▸ Sağlanan Metin:
_ _ _

Kadın, Hafıza ve Mekânın İzinde: Emine Yıldırım ile “Gündüz Apollon Gece Athena” Filmi Üzerine Söyleşi

Yazan: Gamze Çakan

“Gündüz Apollon Gece Athena”, Emine Yıldırım’ın yazıp yönettiği ve ilk uzun metraj filmi olan bir yapım. Film, yetimhanede büyüyen ve hayaletlerle iletişim kurabilen Defne’nin, annesinin hayaletini bulma umuduyla çıktığı fantastik bir yolculuğu anlatıyor. Defne’ye bu yolculukta radikal solcu Hüseyin, pavyon şarkıcısı Nazife ve Antik Dönem’den bir rahibe eşlik ediyor. Filmin başrollerinde Ezgi Çelik, Barış Gönenen ve Selen Uçer yer alıyor. Görüntü yönetmenliğini Barış Aygen, kurgusunu ise Selda Taşkın üstlenmiş. Müziklerini Barış Diri bestelemiş.

Film, 32. Uluslararası Adana Altın Koza Film Festivali’nde gösterildi ve festival süresince yönetmen Emine Yıldırım ile samimi ve keyifli bir söyleşi gerçekleştirdik.

Filmin fikri nasıl ortaya çıktı? ‘Gündüz Apollon Gece Athena’nın ilham kaynağı neydi?

Ben zaten Türk sinemasını çok seven bir insanım. Biraz farklı bir şey yapmak istiyordum. O sıralarda tek başıma Side Antik Kenti’ne gitmiştim, beş sene önce, kışın. Mekâna hayran kaldım açıkçası. Çünkü Side çok farklı bir yer. Mesela Efes Antik Kenti gibi değil; hâlâ insanlar yaşıyor yapıtların yanında. Dolayısıyla tarihin hem şimdiki hâli hem de geçmiş hâli bir arada. Çok etkileyiciydi. O zamanlar da çok sessiz, adeta bir hayalet şehir gibiydi. Kış ışığı da çok güzeldi.

Bir yandan o mekân beni çok etkiledi, bir yandan da uzun süredir oyuncu arkadaşım Ezgi Çelik’le yeniden bir iş yapmak istiyordum. Farklı bir kadın hikâyesi anlatmak istedim. Biraz her şey bir araya geldi. Ana his olarak şunu söyleyebilirim: Side’de insan kendini çok küçük hissediyor — ama iyi anlamda. Çünkü fark ediyorsunuz ki siz tarihin küçücük bir parçasısınız ve insanlar binlerce yıldır aynı döngülerde, aynı mücadelelerin içinde yaşıyor. Bu bütünün bir parçası olduğunu hissetmek çok ulvi, çok huzur verici bir duygu. Senaryoyu ve projeyi oluştururken de biraz buradan hareket ettik.

_ _ _

▸ Nesnelerin konumuna ilişkin veri kümesi satırları:

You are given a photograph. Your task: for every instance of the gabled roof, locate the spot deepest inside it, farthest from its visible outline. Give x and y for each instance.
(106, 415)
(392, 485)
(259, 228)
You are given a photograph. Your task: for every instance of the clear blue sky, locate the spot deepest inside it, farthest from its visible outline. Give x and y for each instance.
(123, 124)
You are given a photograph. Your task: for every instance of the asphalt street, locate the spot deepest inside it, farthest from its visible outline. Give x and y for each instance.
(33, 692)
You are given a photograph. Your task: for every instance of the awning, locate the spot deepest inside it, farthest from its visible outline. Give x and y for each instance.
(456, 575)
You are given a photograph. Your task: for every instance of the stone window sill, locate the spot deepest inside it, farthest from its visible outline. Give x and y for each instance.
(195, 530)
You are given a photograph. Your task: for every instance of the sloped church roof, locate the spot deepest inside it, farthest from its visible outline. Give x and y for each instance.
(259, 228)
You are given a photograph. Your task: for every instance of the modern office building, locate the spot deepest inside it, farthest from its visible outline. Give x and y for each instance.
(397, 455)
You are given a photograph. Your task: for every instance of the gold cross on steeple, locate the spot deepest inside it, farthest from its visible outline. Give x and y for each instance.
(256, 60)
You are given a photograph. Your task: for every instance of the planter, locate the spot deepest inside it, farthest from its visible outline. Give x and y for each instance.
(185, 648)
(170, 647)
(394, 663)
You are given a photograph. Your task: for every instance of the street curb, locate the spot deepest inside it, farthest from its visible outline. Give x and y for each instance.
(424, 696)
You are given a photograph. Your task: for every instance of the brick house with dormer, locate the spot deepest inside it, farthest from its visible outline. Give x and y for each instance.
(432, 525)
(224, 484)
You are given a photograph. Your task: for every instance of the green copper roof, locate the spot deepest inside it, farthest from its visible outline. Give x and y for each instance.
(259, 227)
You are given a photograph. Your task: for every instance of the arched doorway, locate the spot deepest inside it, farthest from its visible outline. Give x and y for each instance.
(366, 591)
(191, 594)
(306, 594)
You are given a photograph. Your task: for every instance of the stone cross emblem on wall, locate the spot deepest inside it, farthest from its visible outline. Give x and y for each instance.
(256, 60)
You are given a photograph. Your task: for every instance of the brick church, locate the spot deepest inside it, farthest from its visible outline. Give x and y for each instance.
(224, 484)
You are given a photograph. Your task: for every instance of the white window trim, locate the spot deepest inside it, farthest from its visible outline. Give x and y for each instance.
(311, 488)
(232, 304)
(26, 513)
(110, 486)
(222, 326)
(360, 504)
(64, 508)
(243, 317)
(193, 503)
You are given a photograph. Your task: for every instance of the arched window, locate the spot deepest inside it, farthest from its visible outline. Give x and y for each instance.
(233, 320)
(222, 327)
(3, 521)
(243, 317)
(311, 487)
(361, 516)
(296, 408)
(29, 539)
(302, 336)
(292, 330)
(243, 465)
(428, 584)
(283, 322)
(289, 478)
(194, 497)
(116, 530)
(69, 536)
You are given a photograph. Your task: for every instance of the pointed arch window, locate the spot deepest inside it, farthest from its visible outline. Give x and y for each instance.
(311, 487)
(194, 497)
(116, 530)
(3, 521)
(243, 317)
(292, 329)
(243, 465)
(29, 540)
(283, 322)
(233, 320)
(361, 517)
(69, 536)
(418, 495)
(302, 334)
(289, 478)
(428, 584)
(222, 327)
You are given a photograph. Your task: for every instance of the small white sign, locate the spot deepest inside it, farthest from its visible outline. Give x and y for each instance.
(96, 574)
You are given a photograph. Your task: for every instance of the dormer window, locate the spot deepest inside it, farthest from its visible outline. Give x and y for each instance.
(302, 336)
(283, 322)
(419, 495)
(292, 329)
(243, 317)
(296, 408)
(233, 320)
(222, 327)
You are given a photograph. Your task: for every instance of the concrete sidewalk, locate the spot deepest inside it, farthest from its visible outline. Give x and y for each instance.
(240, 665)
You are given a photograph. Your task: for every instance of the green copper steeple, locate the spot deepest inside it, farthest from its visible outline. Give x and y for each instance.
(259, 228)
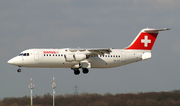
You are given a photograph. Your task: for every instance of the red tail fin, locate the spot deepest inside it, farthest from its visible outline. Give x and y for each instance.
(145, 39)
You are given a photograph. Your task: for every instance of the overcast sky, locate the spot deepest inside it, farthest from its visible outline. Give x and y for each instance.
(89, 24)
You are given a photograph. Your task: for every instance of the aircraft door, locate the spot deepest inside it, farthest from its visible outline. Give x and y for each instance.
(36, 55)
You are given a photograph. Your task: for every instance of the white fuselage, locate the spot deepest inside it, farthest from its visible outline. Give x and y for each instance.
(57, 58)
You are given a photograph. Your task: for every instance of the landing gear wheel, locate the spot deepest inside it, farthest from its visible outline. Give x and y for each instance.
(76, 71)
(19, 70)
(85, 70)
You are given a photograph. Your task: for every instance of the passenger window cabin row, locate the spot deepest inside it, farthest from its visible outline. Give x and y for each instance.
(90, 56)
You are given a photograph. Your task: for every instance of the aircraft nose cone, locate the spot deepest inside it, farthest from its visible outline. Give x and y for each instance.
(11, 61)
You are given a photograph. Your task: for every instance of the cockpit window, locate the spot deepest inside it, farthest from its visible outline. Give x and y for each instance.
(24, 54)
(21, 54)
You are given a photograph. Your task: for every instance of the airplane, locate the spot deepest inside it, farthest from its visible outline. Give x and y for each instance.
(80, 58)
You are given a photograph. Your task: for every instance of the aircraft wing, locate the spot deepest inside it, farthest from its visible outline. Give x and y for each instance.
(100, 51)
(94, 51)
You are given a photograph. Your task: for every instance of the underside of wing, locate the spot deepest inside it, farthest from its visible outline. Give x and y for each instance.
(99, 51)
(94, 51)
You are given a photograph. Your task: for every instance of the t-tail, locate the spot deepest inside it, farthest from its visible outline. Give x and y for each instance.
(145, 39)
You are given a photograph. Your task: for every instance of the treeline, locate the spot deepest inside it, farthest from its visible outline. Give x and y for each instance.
(84, 99)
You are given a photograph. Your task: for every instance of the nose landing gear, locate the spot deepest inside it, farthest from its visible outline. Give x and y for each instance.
(77, 72)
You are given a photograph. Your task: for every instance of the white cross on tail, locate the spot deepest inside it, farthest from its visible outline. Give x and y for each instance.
(145, 41)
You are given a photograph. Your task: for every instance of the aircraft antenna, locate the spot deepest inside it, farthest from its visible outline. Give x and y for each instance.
(31, 87)
(53, 86)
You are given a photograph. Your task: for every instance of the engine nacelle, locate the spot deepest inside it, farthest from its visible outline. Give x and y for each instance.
(69, 57)
(80, 57)
(75, 57)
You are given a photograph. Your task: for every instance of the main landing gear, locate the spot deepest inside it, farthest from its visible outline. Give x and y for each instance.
(77, 72)
(19, 70)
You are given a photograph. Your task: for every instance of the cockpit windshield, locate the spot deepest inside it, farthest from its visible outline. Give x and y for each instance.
(24, 54)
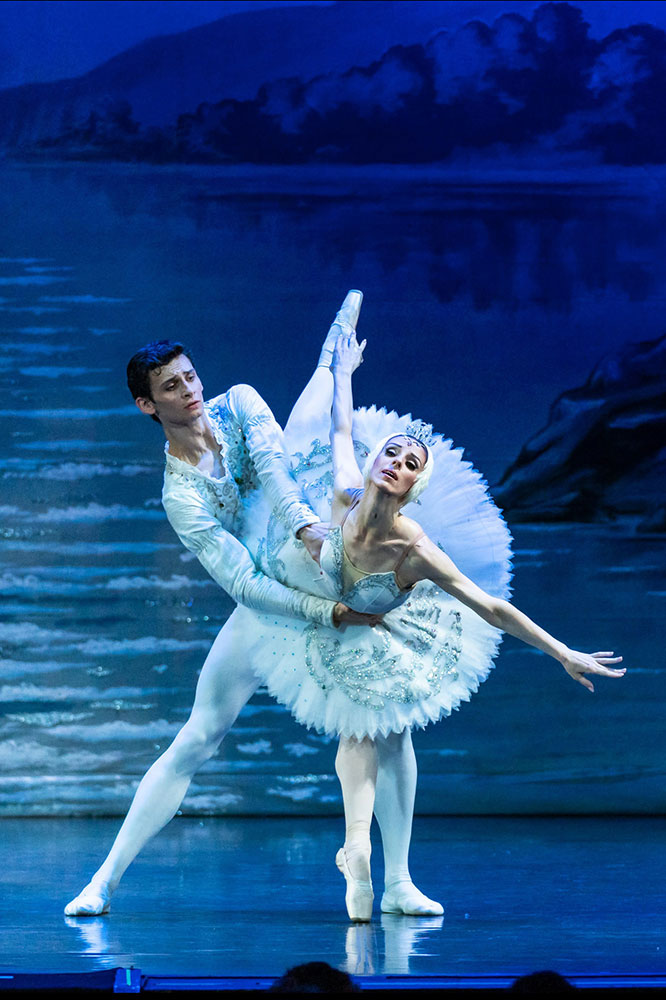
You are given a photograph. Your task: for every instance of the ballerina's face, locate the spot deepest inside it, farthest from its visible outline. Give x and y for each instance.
(398, 466)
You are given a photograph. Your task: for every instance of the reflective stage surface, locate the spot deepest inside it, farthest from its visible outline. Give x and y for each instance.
(251, 897)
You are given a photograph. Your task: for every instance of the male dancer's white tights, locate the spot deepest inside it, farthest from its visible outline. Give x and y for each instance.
(225, 685)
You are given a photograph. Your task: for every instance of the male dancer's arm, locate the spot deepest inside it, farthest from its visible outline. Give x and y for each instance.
(230, 563)
(267, 448)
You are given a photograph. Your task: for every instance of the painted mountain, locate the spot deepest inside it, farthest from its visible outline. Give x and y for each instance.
(243, 89)
(602, 454)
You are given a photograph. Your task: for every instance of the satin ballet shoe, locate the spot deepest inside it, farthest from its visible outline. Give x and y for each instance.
(92, 901)
(359, 895)
(345, 321)
(404, 898)
(349, 311)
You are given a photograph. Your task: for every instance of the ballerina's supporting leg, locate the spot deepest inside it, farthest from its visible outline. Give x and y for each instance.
(394, 809)
(224, 686)
(356, 767)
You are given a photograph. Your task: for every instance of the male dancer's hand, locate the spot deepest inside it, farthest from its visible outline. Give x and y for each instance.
(344, 615)
(312, 536)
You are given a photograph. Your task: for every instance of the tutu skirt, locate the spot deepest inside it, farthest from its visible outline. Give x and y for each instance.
(431, 652)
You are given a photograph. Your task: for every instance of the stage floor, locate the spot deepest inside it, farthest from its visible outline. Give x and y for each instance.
(246, 897)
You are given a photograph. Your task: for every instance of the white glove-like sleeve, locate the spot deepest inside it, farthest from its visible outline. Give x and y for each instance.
(231, 565)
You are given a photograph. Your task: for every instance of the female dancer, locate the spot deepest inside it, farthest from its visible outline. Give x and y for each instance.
(438, 634)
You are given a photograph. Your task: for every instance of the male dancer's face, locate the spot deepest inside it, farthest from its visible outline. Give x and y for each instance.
(177, 393)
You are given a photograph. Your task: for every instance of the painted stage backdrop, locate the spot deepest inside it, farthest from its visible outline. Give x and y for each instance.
(491, 175)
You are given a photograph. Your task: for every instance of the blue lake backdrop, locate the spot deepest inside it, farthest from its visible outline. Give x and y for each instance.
(486, 297)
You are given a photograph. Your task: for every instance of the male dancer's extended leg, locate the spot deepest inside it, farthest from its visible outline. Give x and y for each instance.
(225, 684)
(394, 809)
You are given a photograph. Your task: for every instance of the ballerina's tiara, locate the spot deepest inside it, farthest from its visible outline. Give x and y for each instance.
(420, 431)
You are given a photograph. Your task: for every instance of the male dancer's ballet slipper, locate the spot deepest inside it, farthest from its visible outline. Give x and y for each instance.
(92, 901)
(345, 322)
(404, 898)
(359, 895)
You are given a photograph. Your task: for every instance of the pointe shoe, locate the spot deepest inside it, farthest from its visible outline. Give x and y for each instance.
(92, 901)
(345, 321)
(359, 895)
(350, 309)
(404, 898)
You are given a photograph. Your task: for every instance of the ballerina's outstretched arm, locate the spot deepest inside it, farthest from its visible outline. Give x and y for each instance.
(427, 561)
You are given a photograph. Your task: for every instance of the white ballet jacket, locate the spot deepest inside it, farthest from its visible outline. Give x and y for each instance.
(207, 514)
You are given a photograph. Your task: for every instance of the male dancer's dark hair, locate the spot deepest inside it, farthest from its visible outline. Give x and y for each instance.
(148, 359)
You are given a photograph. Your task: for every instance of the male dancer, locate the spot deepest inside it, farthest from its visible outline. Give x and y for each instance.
(216, 454)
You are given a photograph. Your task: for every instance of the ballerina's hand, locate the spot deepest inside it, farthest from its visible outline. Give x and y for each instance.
(348, 353)
(343, 615)
(578, 664)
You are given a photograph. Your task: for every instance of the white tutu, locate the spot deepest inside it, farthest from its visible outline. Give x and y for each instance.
(431, 653)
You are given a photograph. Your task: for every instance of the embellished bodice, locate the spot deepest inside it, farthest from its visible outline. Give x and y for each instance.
(374, 593)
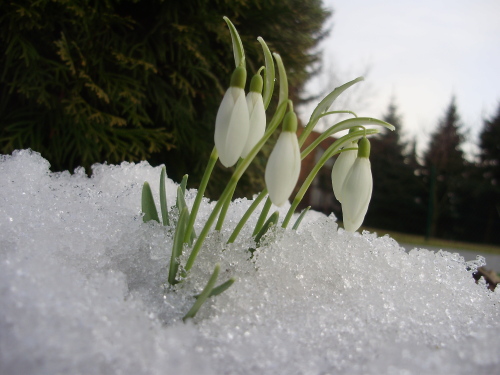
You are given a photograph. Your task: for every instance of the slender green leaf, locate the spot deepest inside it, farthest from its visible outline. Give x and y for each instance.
(262, 217)
(283, 79)
(204, 294)
(163, 198)
(221, 288)
(148, 204)
(177, 246)
(323, 106)
(238, 50)
(273, 219)
(269, 73)
(184, 183)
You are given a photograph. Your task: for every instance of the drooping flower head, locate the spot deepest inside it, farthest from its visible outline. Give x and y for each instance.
(357, 189)
(342, 165)
(283, 166)
(232, 121)
(257, 114)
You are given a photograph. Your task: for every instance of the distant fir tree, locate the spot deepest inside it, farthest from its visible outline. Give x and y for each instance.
(92, 81)
(396, 188)
(444, 170)
(488, 202)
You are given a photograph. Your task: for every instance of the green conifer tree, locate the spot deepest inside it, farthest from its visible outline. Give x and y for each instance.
(396, 187)
(93, 81)
(445, 166)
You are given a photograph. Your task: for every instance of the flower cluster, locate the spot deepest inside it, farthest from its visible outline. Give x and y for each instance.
(241, 124)
(240, 132)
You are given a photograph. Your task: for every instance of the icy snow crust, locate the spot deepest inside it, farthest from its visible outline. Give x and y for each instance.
(82, 290)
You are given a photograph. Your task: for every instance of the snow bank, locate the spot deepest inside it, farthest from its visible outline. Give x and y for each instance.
(83, 290)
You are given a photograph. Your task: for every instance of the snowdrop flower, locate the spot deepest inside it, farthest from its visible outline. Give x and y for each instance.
(232, 121)
(283, 166)
(357, 189)
(257, 114)
(340, 169)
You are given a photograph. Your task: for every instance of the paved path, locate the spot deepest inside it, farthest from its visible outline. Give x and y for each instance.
(492, 260)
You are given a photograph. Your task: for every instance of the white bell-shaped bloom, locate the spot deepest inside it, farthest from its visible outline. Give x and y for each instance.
(232, 121)
(257, 114)
(357, 190)
(340, 169)
(283, 166)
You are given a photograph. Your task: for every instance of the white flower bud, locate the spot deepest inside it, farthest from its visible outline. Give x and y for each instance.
(283, 166)
(257, 126)
(357, 189)
(340, 169)
(232, 121)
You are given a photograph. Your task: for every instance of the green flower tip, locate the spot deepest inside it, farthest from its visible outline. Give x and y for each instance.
(355, 128)
(239, 77)
(364, 148)
(290, 122)
(256, 84)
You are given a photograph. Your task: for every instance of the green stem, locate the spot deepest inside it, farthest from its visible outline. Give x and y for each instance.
(262, 216)
(323, 107)
(273, 124)
(199, 196)
(344, 125)
(332, 150)
(246, 216)
(204, 294)
(223, 212)
(177, 246)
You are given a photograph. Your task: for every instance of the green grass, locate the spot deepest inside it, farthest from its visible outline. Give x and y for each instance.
(420, 241)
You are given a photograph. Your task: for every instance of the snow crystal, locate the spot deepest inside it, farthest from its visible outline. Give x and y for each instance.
(83, 290)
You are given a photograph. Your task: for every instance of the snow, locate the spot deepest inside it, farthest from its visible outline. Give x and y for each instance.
(83, 290)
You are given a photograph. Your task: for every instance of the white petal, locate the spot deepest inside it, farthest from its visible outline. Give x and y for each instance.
(257, 115)
(231, 126)
(283, 168)
(356, 194)
(340, 169)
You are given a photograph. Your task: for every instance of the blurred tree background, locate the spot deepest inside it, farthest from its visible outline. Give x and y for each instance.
(88, 81)
(93, 81)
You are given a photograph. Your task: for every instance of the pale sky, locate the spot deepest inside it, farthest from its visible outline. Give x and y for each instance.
(419, 52)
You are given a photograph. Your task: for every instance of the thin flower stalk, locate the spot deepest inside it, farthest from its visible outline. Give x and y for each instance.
(199, 195)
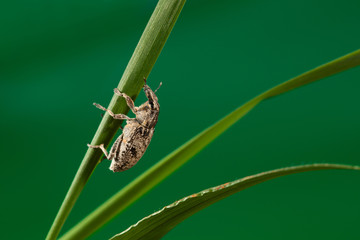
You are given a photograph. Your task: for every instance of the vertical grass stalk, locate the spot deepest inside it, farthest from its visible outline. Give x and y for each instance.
(142, 61)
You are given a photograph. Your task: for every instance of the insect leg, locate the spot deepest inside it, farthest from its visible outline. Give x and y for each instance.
(153, 100)
(101, 146)
(119, 116)
(128, 99)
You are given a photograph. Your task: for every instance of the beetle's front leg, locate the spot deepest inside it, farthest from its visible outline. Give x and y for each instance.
(128, 100)
(101, 146)
(118, 116)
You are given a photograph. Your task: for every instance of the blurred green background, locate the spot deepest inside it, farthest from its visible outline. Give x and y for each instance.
(58, 57)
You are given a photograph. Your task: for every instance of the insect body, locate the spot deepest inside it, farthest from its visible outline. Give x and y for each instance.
(131, 145)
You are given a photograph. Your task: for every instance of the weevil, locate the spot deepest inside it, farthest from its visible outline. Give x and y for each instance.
(131, 145)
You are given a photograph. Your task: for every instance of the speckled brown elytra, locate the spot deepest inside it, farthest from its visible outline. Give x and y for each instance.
(131, 145)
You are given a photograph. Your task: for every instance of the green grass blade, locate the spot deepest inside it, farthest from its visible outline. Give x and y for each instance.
(143, 59)
(177, 158)
(161, 222)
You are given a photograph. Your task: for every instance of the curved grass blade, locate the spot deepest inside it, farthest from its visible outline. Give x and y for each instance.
(161, 222)
(143, 59)
(177, 158)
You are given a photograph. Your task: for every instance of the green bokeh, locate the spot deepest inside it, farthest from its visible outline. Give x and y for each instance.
(59, 57)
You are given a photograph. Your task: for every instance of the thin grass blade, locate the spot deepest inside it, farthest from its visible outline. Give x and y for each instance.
(161, 222)
(142, 61)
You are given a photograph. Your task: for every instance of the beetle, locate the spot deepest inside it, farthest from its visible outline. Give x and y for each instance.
(131, 145)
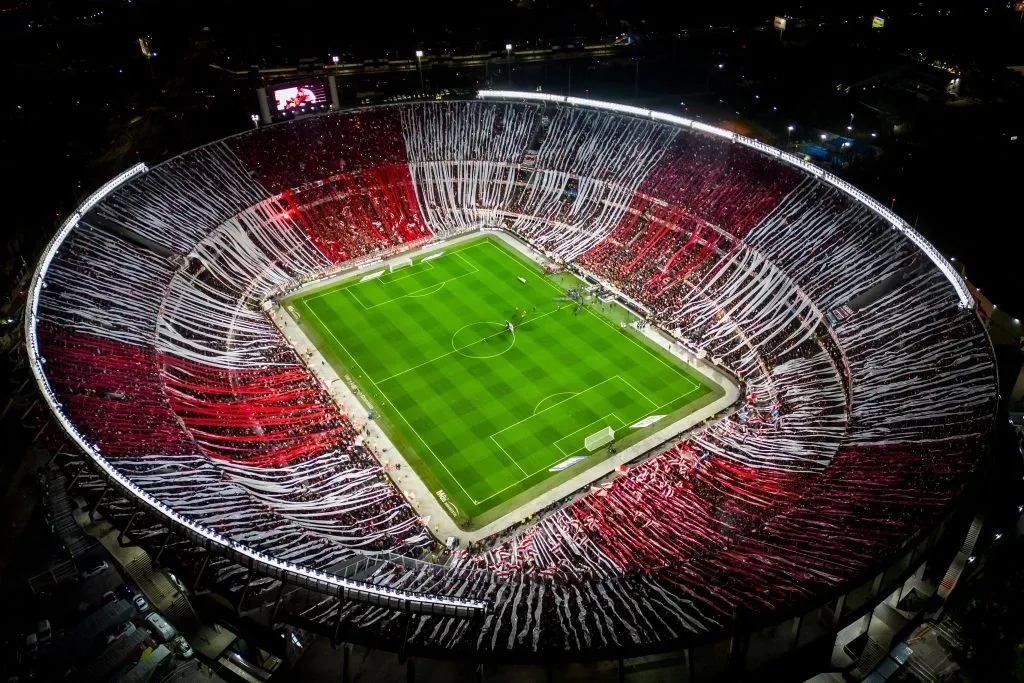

_ _ _

▸ Çalışma Talimatları:
• a. Söyleşi metnine göre yönetmen, Side Antik Kenti'ni Efes Antik Kenti'nden hangi gerekçeyle ayırıyor? Bir ile üç cümle arasında açıklayın.
• b. Söyleşi metninde "Bir yandan o" ifadesinden "buradan hareket ettik." ifadesine kadar uzanan bölümü birebir kopyalayın.
• c. "Gündüz Apollon Gece Athena" filmi üzerine yapılan söyleşiyi, gösterilen son cümlenin ardından sürdürün.

▸ Görev Yanıtları:
• a. Yönetmene göre Side, Efes Antik Kenti gibi değildir, çünkü orada insanlar hâlâ yapıtların yanında yaşamaktadır. Bu nedenle Side'de tarihin hem şimdiki hâli hem de geçmiş hâli bir arada bulunur.

• b.
Bir yandan o mekân beni çok etkiledi, bir yandan da uzun süredir oyuncu arkadaşım Ezgi Çelik’le yeniden bir iş yapmak istiyordum. Farklı bir kadın hikâyesi anlatmak istedim. Biraz her şey bir araya geldi. Ana his olarak şunu söyleyebilirim: Side’de insan kendini çok küçük hissediyor — ama iyi anlamda. Çünkü fark ediyorsunuz ki siz tarihin küçücük bir parçasısınız ve insanlar binlerce yıldır aynı döngülerde, aynı mücadelelerin içinde yaşıyor. Bu bütünün bir parçası olduğunu hissetmek çok ulvi, çok huzur verici bir duygu. Senaryoyu ve projeyi oluştururken de biraz buradan hareket ettik.

• c.
Gündüz Apollon Gece Athena göz kamaştırıcı bir oyuncu kadrosuna sahip. Senaryonun inşası ve karakterlerin şekillenmesi esnasında bu oyuncular aklınızda var mıydı? Yoksa kadro, yapım öncesi süreçte mi belirlendi?

Senaryo geliştikten sonra, Ezgi zaten projenin içindeydi. Onunla sürekli konuşuyorduk. Oyuncular, oyuncuları daha iyi tanıyor; dolayısıyla Ezgi’nin projeye büyük katkısı oldu. Özellikle Hüseyin rolü için Barış Gönenen’i önerdi. O sırada “Çilingir Sofrası” filmi yeni çıkmıştı, orada tekrar izleme fırsatım oldu. Hemen konuştuk ve Barış da ekibe katıldı. Ardından yavaş yavaş genişledik. Selen Uçer zaten Barış’ın tavsiyesiydi, Deniz Türkali de öyle.

Hem oyuncular bize çok yardımcı oldu hem de yapımcım Dilde’yle birlikte sürekli tiyatro izliyor, oyunculara bakıyorduk. Bir cast ajansıyla çalışmadık çünkü filmdeki ton hassastı. Hem mizah hem trajedi vardı ve bu dengeyi doğru yakalamak gerekiyordu. Dolayısıyla filmi gerçekten anlayacak oyuncularla çalışmamız şarttı. Neyse ki herkes filmin hissinde buluştu ve bu şekilde ilerledik.

Filmdeki kahramanların çoğu kadın, perde arkasında da güçlü bir kadın ekibi var. Sizce bu kadın yoğunluğu, filmin ruhunu ve enerjisini nasıl şekillendirdi?

Evet, doğru. Aslında her şey çok güzel biçimde örtüştü. Filmin yapım süreci de büyük bir kadın dayanışmasından doğdu. Başından beri farklı bir kadın hikâyesi anlatmak istiyorduk; kadınlık hâllerine odaklanmak istedik. Dolayısıyla hem filmin yapım süreciyle hem de ruhuyla bu fikir örtüştü ve çok güzel bir kolektif enerji oluştu.

Bunu sadece “kadınlık” olarak sınırlamak istemem ama sette kadın–erkek dengesi de çok iyiydi. Kamera önünde de arkasında da eşit bir dağılım vardı. Herkes birbiriyle çok iyi anlaştı, uyumluydu. Hiç terslik yaşanmadı. Bence bu da o dengeden kaynaklanıyor. Kimse kimseye bağırmadı, her şey sakin, konuşarak ve tartışarak ilerledi. Dolayısıyla filmde hissettiğimiz o kolektif ruh, aslında yapım sürecinde de birebir yaşandı.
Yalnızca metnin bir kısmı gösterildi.